▶ [Consignes]:
1 – Dans le texte sur le jeu de rôle en psychologie, relevez toutes les activités auxquelles le JDR est comparé pour sa pertinence dans les espaces de suivi.
2 – Poursuivez le texte sur le jeu de rôle en psychologie à la suite de sa dernière phrase.

▶ [Texte à analyser]:
□ □ □ □

Malgré tout ce qui a été dit précédemment, le JDR est encore très peu utilisé par les psychologues. Et quand il l’est, c’est de manière isolée, car les professionnels en parlent peu, et diffusent peu les résultats de leurs observations.
Sur ce point, les choses tendent à évoluer. Plusieurs initiatives émergent (ici et ailleurs), et le travail des professionnels de l’accompagnement se rend de plus en plus visible, identifiable, et montre combien le JDR peut s’avérer aussi pertinent que l’utilisation du jeu libre, de l’écriture, de la peinture, du jeu vidéo dans les différents espaces de suivi.
Mais il reste important d’étudier les effets qui peuvent émerger dans les ateliers Jeu de Rôle proposés dans le cadre du soin, afin de se rendre compte plus précisément des bienfaits qu’il peut produire, de son intérêt « réel » auprès des patients, et surtout pour valoriser son usage et sa pratique, pour permettre aux institution de soin et d’accompagnement d’accorder du crédit à ce type d’activités, mais aussi aux cliniciens de s’appuyer dessus, d’envisager son utilisation dans des contextes qui dépassent celui du divertissement, compte tenu de ses potentialités,
C’est à partir de cette question que j’ai mis en place la recherche Adolescence et Médiation par le Jeu de Rôle (AMJDR), dans le laboratoire de psychologie au sein duquel je suis employé, à l’Université de Lausanne.

□ □ □ □

▶ [Données fournies]:
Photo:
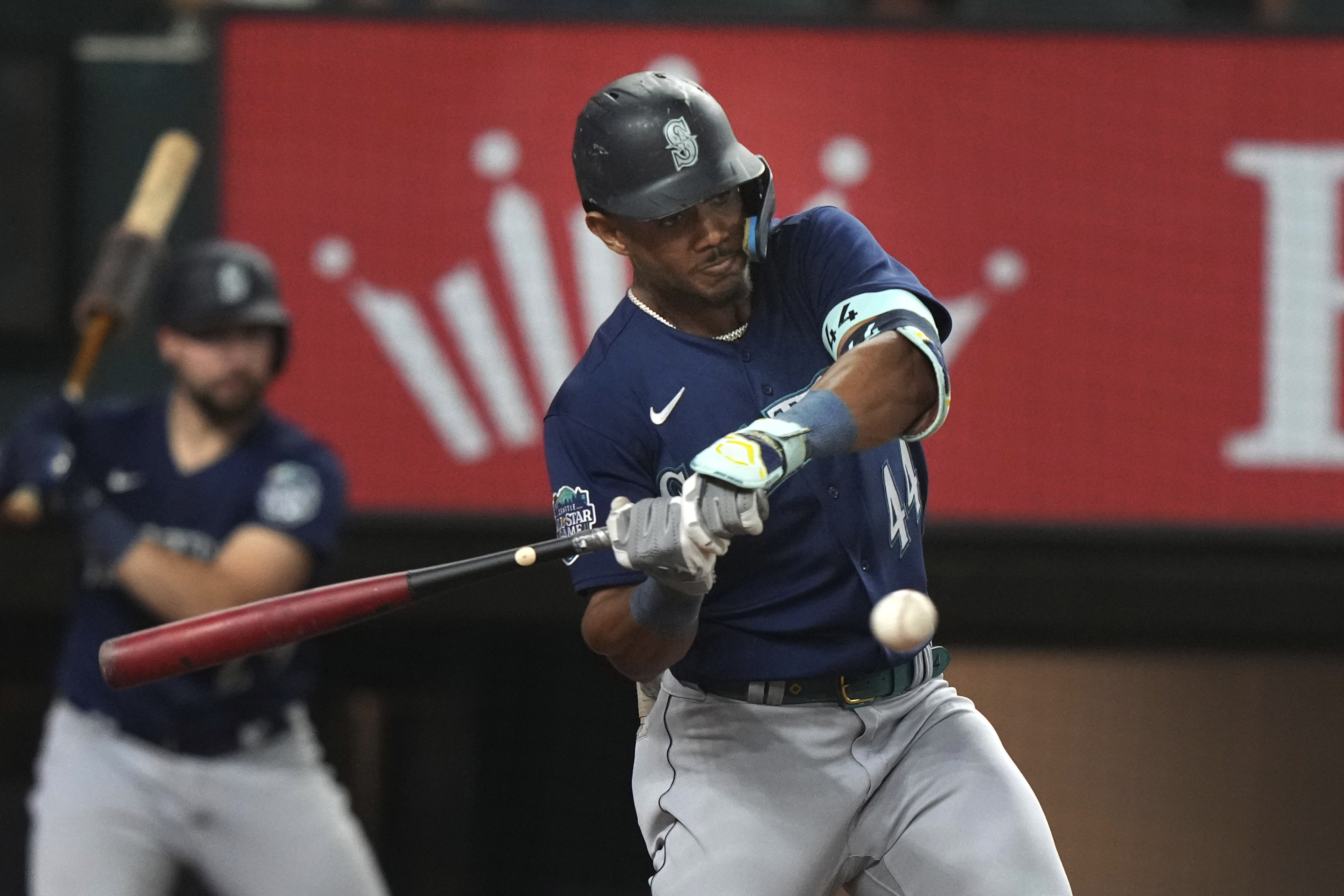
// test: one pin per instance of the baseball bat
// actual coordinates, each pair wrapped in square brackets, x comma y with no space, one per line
[177,648]
[121,276]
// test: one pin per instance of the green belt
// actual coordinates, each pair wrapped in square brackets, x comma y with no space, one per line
[846,691]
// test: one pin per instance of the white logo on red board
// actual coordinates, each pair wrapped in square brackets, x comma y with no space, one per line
[507,416]
[1304,300]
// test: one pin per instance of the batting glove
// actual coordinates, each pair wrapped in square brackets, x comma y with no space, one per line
[655,536]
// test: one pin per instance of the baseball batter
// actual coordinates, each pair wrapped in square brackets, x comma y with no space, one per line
[190,503]
[748,422]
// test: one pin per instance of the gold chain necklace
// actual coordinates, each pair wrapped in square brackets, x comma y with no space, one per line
[728,337]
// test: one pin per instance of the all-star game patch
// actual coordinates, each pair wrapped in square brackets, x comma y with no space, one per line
[575,514]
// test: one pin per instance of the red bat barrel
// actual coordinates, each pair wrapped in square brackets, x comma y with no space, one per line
[222,636]
[209,640]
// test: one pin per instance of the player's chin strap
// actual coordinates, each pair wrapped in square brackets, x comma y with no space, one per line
[756,237]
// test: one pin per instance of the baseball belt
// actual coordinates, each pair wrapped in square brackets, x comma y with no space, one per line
[847,691]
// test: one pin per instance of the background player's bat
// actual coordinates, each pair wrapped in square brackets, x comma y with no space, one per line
[121,276]
[209,640]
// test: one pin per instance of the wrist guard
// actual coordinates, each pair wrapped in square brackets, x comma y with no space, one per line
[759,456]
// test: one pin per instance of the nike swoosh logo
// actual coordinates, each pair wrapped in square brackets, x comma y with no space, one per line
[121,481]
[659,417]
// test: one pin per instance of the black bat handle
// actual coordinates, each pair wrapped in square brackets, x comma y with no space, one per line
[433,581]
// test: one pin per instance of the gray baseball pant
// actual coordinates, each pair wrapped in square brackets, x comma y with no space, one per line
[911,796]
[113,816]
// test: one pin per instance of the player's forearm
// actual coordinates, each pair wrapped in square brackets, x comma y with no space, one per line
[889,388]
[638,653]
[177,588]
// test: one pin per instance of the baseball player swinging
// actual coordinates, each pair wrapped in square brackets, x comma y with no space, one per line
[766,385]
[190,503]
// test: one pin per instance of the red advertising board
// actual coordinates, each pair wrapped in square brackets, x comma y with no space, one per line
[1139,238]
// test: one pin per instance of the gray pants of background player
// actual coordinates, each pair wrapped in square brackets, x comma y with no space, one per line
[113,816]
[911,796]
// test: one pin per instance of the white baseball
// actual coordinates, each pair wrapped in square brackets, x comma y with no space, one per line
[904,620]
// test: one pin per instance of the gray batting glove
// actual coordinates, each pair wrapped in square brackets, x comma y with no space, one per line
[655,536]
[726,511]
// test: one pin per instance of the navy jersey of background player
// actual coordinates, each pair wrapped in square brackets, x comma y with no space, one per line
[842,532]
[275,477]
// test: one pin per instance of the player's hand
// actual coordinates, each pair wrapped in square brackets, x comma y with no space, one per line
[725,511]
[663,539]
[105,532]
[759,456]
[40,453]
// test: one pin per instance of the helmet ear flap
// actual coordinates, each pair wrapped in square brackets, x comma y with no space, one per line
[759,198]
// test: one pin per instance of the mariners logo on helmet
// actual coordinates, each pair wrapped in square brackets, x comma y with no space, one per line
[233,285]
[686,150]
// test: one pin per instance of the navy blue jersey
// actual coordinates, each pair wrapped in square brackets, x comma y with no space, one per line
[843,531]
[275,477]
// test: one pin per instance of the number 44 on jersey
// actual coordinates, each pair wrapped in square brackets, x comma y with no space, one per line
[904,505]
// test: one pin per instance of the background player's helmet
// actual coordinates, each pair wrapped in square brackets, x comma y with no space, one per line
[654,144]
[220,283]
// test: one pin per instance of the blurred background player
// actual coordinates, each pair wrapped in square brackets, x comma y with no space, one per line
[189,503]
[787,752]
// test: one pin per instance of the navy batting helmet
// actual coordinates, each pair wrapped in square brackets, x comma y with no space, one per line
[654,144]
[218,284]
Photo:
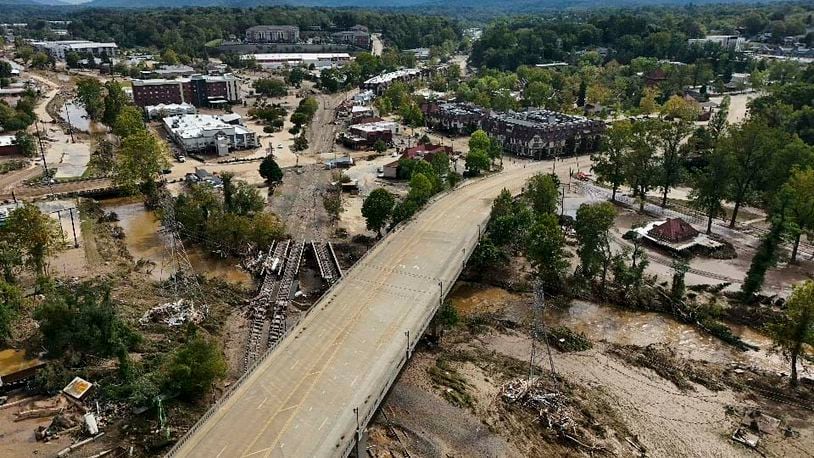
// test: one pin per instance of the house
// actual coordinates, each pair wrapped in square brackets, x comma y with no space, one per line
[675,234]
[173,109]
[379,84]
[273,34]
[391,170]
[540,134]
[59,49]
[426,151]
[456,118]
[366,134]
[198,90]
[733,42]
[204,177]
[339,163]
[318,60]
[357,36]
[203,133]
[655,77]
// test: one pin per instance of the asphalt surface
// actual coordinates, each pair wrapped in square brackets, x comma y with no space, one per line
[301,399]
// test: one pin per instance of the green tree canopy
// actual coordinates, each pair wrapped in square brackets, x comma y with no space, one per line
[377,209]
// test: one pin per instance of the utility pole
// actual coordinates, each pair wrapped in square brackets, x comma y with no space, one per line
[42,149]
[68,118]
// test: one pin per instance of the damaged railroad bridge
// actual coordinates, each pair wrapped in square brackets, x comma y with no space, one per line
[315,391]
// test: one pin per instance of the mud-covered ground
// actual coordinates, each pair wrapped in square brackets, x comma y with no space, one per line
[647,398]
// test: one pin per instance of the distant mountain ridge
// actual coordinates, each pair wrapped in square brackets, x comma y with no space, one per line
[513,5]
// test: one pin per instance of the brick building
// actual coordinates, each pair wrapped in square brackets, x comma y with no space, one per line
[452,117]
[273,34]
[357,35]
[198,90]
[540,134]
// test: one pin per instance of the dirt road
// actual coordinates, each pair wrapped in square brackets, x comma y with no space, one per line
[301,400]
[322,131]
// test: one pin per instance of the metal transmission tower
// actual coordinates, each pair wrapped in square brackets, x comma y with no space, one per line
[538,331]
[182,285]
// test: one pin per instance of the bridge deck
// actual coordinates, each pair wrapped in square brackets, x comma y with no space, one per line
[346,353]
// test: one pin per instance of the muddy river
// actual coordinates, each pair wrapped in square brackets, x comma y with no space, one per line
[143,240]
[625,327]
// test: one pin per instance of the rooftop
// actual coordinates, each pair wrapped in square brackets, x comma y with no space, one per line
[537,118]
[190,126]
[387,77]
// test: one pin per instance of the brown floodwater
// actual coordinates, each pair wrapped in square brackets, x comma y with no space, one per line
[144,241]
[625,327]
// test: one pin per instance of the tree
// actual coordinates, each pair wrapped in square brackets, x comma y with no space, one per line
[239,197]
[82,320]
[670,136]
[128,121]
[34,233]
[377,209]
[169,57]
[609,163]
[477,161]
[140,160]
[800,189]
[797,328]
[750,145]
[270,171]
[421,188]
[25,143]
[270,87]
[11,302]
[90,95]
[764,259]
[710,185]
[543,192]
[41,60]
[479,141]
[195,366]
[546,251]
[640,164]
[115,101]
[593,224]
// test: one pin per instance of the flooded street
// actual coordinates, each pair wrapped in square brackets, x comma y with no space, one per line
[624,327]
[143,240]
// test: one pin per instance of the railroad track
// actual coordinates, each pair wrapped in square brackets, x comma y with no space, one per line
[326,260]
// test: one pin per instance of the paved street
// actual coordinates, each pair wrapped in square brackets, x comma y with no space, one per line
[300,400]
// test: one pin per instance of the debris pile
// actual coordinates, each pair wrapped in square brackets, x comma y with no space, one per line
[173,314]
[566,340]
[554,409]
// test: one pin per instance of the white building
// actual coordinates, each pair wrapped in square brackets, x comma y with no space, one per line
[319,60]
[171,109]
[734,42]
[58,49]
[209,133]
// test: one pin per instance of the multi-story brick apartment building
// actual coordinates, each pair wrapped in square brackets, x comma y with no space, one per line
[198,90]
[540,134]
[273,34]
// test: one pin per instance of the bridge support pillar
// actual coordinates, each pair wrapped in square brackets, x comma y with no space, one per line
[360,448]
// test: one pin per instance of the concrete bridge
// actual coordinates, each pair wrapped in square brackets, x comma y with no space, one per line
[314,393]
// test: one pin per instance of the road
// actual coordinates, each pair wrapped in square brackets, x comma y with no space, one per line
[300,400]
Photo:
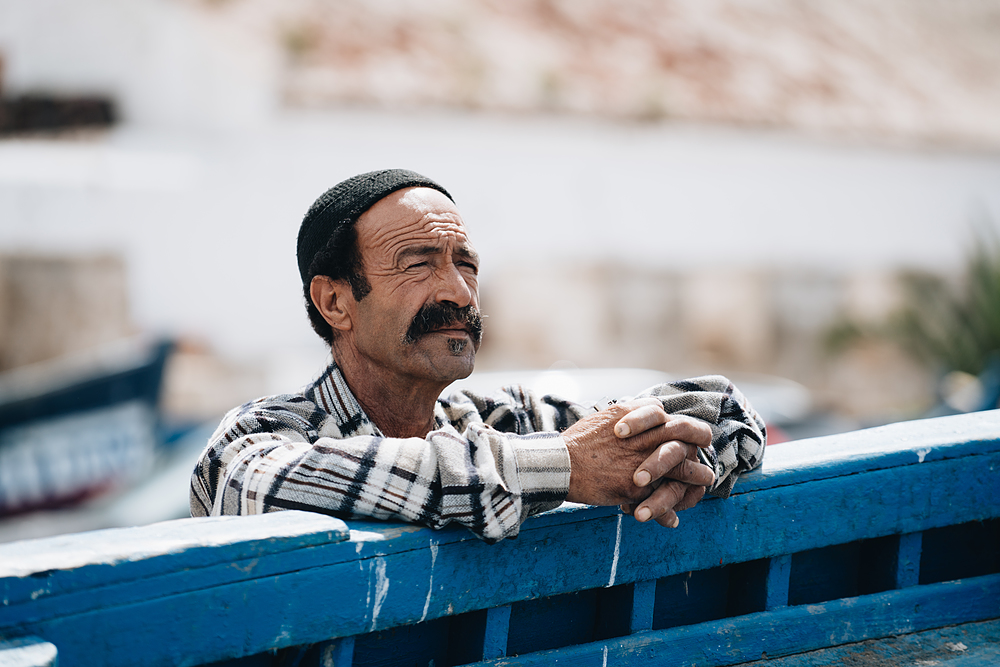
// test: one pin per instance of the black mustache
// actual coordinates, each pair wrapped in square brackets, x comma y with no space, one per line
[434,316]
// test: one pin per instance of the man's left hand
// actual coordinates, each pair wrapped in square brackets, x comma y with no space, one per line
[673,469]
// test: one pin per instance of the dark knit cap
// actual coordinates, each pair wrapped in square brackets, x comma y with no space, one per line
[344,203]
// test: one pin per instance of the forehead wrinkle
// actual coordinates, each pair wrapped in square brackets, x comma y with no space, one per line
[413,217]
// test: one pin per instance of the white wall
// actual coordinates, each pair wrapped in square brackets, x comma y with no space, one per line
[162,62]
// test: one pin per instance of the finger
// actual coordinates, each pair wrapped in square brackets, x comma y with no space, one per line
[640,420]
[673,460]
[692,495]
[660,504]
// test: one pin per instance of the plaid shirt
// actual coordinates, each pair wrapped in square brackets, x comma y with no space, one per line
[489,463]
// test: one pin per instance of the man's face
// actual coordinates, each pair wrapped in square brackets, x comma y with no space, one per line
[422,268]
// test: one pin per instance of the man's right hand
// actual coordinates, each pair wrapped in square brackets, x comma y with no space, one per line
[636,455]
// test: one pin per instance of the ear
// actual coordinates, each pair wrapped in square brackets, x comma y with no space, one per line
[334,300]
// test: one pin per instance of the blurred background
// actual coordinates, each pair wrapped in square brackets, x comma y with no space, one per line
[802,195]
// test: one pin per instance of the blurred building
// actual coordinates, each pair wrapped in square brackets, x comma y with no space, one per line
[671,246]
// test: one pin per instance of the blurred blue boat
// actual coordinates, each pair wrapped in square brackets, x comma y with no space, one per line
[78,426]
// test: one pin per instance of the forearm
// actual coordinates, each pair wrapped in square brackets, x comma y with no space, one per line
[482,479]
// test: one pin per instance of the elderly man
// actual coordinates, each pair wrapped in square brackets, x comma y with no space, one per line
[390,282]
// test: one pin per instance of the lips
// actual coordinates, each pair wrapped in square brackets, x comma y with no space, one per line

□ □ □ □

▶ [Corrigé des exercices]:
1 – le jeu libre, l'écriture, la peinture, le jeu vidéo

2 –
Concrètement, il s’agit pour moi d’étudier l’ensemble des séances que j’ai mené en tant que psychologue auprès d’adolescents déscolarisés, porteurs de troubles du comportements et/ou de l’attention. L’objectif est d’observer comment le JDR permet de relancer ce qu’on appelle la « symbolisation », qui désigne un ensemble de processus psychologiques qui permettent de traiter, de gérer une expérience qui a eu des retentissements que l’on peut caractériser comme traumatiques. Et c’est lorsque ces processus sont mis en défaut, par une expérience traumatique, particulièrement intense, difficile, que peut émerger la souffrance psychique (sous forme de sentiment de mal-être, de symptômes, de pathologies, de comportements à risque, de passages à l’actes …).
L’hypothèse de cette recherche est que le JDR peut grandement contribuer à apaiser les adolescents que nous rencontrons, leur permettre de tisser des liens non conflictuels avec leurs pairs, avec leur environnement, et peut les aider à faire de leur imagination, de leur monde interne, un espace de traitement de leurs difficultés, qui pourra remplacer efficacement les comportements jugés « inadaptés », la pression de la pulsion qui pousse au passage à l’acte.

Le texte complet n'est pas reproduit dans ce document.